# [Written exercise]
Please copy the material below line for line without any changes, and leave the pictures out of your copy.

------------------------------------------------------------

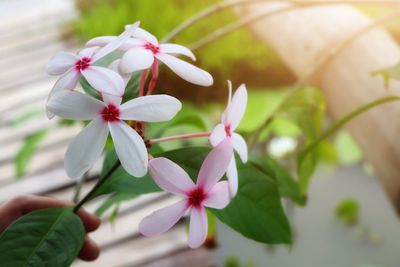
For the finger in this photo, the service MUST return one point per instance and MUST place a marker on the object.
(90, 221)
(90, 251)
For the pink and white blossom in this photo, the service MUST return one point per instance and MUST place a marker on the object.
(73, 66)
(207, 192)
(108, 116)
(144, 51)
(230, 120)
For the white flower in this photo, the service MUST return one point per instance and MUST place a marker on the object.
(144, 50)
(107, 117)
(230, 120)
(207, 192)
(72, 67)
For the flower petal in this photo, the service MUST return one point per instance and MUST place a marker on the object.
(146, 36)
(116, 100)
(217, 135)
(186, 71)
(218, 197)
(152, 108)
(170, 176)
(66, 82)
(74, 105)
(177, 49)
(61, 63)
(163, 219)
(239, 144)
(114, 66)
(87, 52)
(86, 148)
(198, 227)
(233, 180)
(215, 165)
(130, 148)
(116, 43)
(104, 40)
(237, 107)
(104, 80)
(136, 59)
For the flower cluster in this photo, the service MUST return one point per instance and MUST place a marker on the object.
(140, 51)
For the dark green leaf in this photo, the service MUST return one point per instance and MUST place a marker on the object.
(256, 212)
(26, 152)
(287, 185)
(48, 238)
(122, 182)
(348, 211)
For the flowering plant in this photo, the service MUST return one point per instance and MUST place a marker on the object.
(120, 101)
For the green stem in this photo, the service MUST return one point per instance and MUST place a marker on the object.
(97, 186)
(340, 123)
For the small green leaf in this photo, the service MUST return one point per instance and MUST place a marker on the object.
(26, 152)
(49, 238)
(348, 211)
(287, 185)
(256, 211)
(122, 182)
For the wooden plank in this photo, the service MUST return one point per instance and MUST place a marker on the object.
(200, 257)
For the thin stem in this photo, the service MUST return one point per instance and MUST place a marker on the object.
(154, 77)
(180, 137)
(78, 187)
(229, 4)
(143, 78)
(97, 186)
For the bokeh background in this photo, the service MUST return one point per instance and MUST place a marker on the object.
(348, 220)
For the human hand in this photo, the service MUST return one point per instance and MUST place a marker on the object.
(22, 205)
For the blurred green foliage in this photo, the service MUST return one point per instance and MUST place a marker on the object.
(348, 211)
(108, 17)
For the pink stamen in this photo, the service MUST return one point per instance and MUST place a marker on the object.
(196, 197)
(153, 48)
(110, 113)
(228, 130)
(83, 63)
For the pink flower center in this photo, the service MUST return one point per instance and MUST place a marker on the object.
(110, 113)
(228, 130)
(153, 48)
(196, 197)
(83, 63)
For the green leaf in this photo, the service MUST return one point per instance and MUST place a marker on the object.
(27, 150)
(48, 237)
(287, 185)
(122, 182)
(256, 211)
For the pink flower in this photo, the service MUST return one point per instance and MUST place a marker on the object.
(107, 117)
(230, 120)
(144, 51)
(72, 67)
(207, 192)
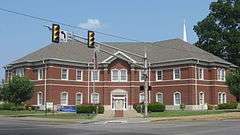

------------------------------------------------------------

# [Result of the task]
For the finger in this photo, the service MUST return one point per instance and MUST place a marker on the object.
(90, 221)
(90, 251)
For the pink and white blossom in this photo, the service MUST return one point per instance and MUST place a marker on the object.
(73, 66)
(207, 192)
(108, 116)
(144, 51)
(230, 120)
For the white flower in this photo, the service MUST return one point per instance and MUST place a marker on the object.
(144, 50)
(107, 117)
(230, 120)
(207, 192)
(72, 67)
For the flower petal in this photo, the service MUST return one point per instance and MUST place a marker on the object.
(146, 36)
(116, 100)
(217, 135)
(186, 71)
(218, 197)
(152, 108)
(170, 176)
(66, 82)
(74, 105)
(177, 49)
(61, 63)
(163, 219)
(239, 144)
(114, 66)
(87, 52)
(86, 148)
(198, 227)
(233, 180)
(215, 165)
(130, 148)
(116, 43)
(104, 40)
(237, 107)
(104, 80)
(136, 59)
For the flower cluster in this photo, the service MUST return one point per instance and MUST place a marker on the object.
(140, 51)
For the dark green leaf in this photo, the service MUST return one point per instance and MUST place a marker on the object.
(256, 212)
(26, 152)
(287, 185)
(48, 238)
(122, 182)
(348, 211)
For the flowering plant in this photo, the service MUST return one point per instance and MUST place a marker on the object.
(120, 101)
For the green stem in this photo, the service MUST return one point per instance and MUST place a marker on the object.
(97, 186)
(340, 123)
For the small green leaf in this photo, the service MUST return one point per instance and MUST place a marker on the object.
(26, 152)
(49, 238)
(348, 211)
(287, 185)
(256, 211)
(122, 182)
For the wooden plank in this photo, the service MUST return one point per instance and MUST place a marker on the object.
(200, 257)
For the thin stem in this photo, the service MUST return one point per instance and MUST place a marker on the object.
(154, 77)
(180, 137)
(78, 187)
(229, 4)
(143, 78)
(97, 186)
For the bokeh background in this photo, the service MUST return one point per instance and MUST place a marker on the object.
(348, 220)
For the human hand in this photo, the service MUST return one point per instance and MUST place a marker on the object.
(22, 205)
For the blurred green foliage in this photo, the service MUST return one point per instance and MUST place a marker on the object.
(348, 211)
(108, 17)
For the pink stamen in this photo, the service MUST return one point per instance and MUST place a marker on the object.
(196, 197)
(153, 48)
(110, 113)
(228, 130)
(83, 63)
For the pink flower center in this photo, the service MUST return one point per instance and MUST place a marker on the object.
(110, 113)
(228, 130)
(153, 48)
(196, 197)
(83, 63)
For the green leaf in this photo, the service MUST return one point per instance and MUST place a marker on the object.
(27, 150)
(48, 237)
(287, 185)
(122, 182)
(256, 211)
For the pink flower in this photo, the service MUST return one point per instance and MUST place a marker on the object.
(107, 117)
(230, 120)
(144, 51)
(72, 67)
(207, 192)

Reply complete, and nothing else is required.